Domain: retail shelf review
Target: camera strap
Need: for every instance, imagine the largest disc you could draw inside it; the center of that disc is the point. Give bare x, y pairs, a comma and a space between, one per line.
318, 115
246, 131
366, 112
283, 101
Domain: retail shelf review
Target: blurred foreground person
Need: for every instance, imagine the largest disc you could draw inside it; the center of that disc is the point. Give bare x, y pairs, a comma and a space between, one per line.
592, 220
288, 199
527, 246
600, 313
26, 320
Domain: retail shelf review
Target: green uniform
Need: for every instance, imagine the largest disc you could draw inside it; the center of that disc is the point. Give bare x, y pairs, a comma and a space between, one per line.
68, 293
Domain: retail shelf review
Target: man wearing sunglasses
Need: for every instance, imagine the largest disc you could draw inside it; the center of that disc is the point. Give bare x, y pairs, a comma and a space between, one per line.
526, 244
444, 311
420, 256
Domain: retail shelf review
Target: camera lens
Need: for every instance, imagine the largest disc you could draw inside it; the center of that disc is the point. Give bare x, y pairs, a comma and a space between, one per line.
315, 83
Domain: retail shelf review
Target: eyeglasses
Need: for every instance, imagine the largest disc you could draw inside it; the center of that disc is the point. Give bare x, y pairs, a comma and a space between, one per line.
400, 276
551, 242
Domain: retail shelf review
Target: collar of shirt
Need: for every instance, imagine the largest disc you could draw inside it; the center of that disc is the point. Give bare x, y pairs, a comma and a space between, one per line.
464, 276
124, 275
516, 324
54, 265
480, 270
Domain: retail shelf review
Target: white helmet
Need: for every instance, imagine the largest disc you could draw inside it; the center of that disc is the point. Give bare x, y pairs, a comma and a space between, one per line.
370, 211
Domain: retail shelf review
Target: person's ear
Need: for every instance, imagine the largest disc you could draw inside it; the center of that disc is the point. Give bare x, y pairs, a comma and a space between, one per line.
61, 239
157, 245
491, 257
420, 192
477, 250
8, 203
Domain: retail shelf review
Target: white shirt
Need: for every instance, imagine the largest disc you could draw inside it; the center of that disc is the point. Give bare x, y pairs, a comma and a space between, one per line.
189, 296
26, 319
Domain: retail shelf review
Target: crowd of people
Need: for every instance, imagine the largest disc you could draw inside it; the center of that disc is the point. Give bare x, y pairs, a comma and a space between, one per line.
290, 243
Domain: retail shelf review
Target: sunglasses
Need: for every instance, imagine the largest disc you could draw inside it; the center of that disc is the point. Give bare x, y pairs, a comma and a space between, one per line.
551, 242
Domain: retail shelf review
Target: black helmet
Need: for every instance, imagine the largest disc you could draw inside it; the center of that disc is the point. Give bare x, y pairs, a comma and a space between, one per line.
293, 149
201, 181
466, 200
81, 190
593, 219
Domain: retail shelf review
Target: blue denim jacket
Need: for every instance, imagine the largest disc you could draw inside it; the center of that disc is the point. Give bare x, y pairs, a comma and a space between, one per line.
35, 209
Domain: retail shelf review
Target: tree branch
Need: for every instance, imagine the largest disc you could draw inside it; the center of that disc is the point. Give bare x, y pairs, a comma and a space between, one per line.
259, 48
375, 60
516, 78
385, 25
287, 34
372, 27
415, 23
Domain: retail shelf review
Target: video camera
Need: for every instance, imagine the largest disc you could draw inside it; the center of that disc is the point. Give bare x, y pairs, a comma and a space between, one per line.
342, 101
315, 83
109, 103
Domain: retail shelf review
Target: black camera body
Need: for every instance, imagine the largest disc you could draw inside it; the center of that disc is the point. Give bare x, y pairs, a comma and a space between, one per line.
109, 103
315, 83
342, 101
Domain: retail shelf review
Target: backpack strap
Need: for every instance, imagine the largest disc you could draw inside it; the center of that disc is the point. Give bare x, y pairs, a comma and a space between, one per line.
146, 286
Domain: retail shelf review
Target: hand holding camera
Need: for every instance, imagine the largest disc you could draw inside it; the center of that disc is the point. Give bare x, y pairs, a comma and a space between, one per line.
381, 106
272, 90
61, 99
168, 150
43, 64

=======

→ **Work instruction**
Transcribe the material above. Change nothing in it.

→ **Response box**
Domain: retail shelf review
Target: camera strap
Need: for every instance, imagine the largest disc you could draw inside it; the center of that disc is the point. Give bare x, y pairs, a comma and a space between, one per line.
318, 115
246, 131
366, 112
283, 101
Domain: retail shelf review
Target: blurred foreground person
Need: for every instance, imagine the largest disc you could draw inside it; the center of that disc is the point. Give bare x, y pairs, a comma and a space between, one per line.
592, 220
288, 199
527, 246
600, 313
26, 320
Domain: retail shelf review
Target: green uniform
Need: for every instance, imagine the largest disc you could draw inside it; the center of that disc is the point. Give bare x, y pairs, a comma and a space between, one per line.
68, 293
Domain: retail shelf review
Target: man wearing sunglasses
Need: for every instance, imagine the largest disc you could draw inside it; the center of that disc is the point. Give bare x, y pairs, a comma and a space between, one per line.
526, 244
444, 311
420, 256
Domain: retail shelf review
Target: camera lens
Need: for every instance, imagine the largest disc you could draw inside it; the center of that disc is the point. Give bare x, y pairs, a comma and a space between, one per line.
315, 83
Domain: retail shelf review
Target: eyeglasses
Need: for every instance, imagine the largest disc you could draw inside it; the center of that disc is the point. Give bare x, y pairs, a comma and a space between, one per line.
400, 276
551, 242
Domain: retail shelf review
Target: collar of shirt
Need: for every instance, imagine the largest disc you could draw inside it; the center of that disc is the point. Give bare x, y pairs, a comma and a space between, one per line.
464, 276
124, 275
516, 324
54, 265
480, 270
Domain: retail shelf review
Target: white helmet
Need: for every instance, imagine the largest disc you could draw inside it; the center of that disc is the point. Give bare x, y pairs, a comma and a space between, one per line.
370, 211
Domain: retail shelf review
Target: person's ear
Need: for every instance, imagine the largest disc you could draw inside it; the center of that disc is the point. Give bare x, y pairs, a comma and a space between, one per line.
61, 239
157, 245
491, 257
420, 192
477, 250
8, 203
Domain: retail shelf review
Target: white shirt
Need: for every instance, imagine the largest disc you could draw inside it; the center of that disc is the point. Give bare x, y pairs, a comma and a space between, one per line.
189, 296
26, 319
Domain: retail shelf review
Target: crowd of people
Need: for every instance, imagine the largest disc you could draw inside it; the center of that disc is the point. Give bare x, y pairs, a comma and a space between, one per line.
290, 243
Domain: retail shelf review
Target: sunglasses
Need: for every instance, imagine the largest disc you could draw inside it; the center of that disc is the point. Give bare x, y pairs, a comma and a space between, one per line.
551, 242
Domain: retail shelf review
Target: black helmet
Need: for every instance, imagine the largest disc you could draw inside it; the center of that disc is the point. Give bare x, y pairs, a comma and a space between, one per line.
293, 149
201, 181
466, 200
81, 190
593, 219
Domain: retail shelf review
Target: blue denim jacket
Need: for every instance, imagine the largest disc you could draw inside it; the center of that disc is the point. Give bare x, y pairs, a comma and a space between, one per line.
35, 209
Domain: retail shelf review
Target: tree branch
Need: for every instance, imagine the largest disc you could draw inside it; the center of that disc is the point. Give bare x, y pairs, a comma and a space between, one per line.
259, 48
375, 60
516, 78
385, 25
287, 34
372, 27
415, 23
Domain: retail shelf review
Target: video camera
Need: for every instance, imagine the largest disc you could draw inside it; the center of that disc is the point. Give bare x, y pairs, a comma and a space between, one per line.
342, 101
315, 83
109, 103
Domain: retail shelf review
Target: black camera body
Need: for every instance, imagine the largest disc you could draw inside it; the center of that disc is the point. Give bare x, y pairs, a comma and a space between, one per line.
109, 103
315, 83
342, 101
Domain: retail shelf review
Target: backpack strap
Need: for every instance, imagine the largest disc you could draw inside it; the center of that disc is the point. Give bare x, y pairs, a comma and a space between, one per line.
146, 286
Domain: retail shelf review
Target: hand holding camera
Need: for every instance, imagine the largest disc you could draw inside it; the center of that disc is the point. Give bare x, y pairs, a comma and a space between, one per line.
381, 106
272, 90
61, 99
168, 150
43, 64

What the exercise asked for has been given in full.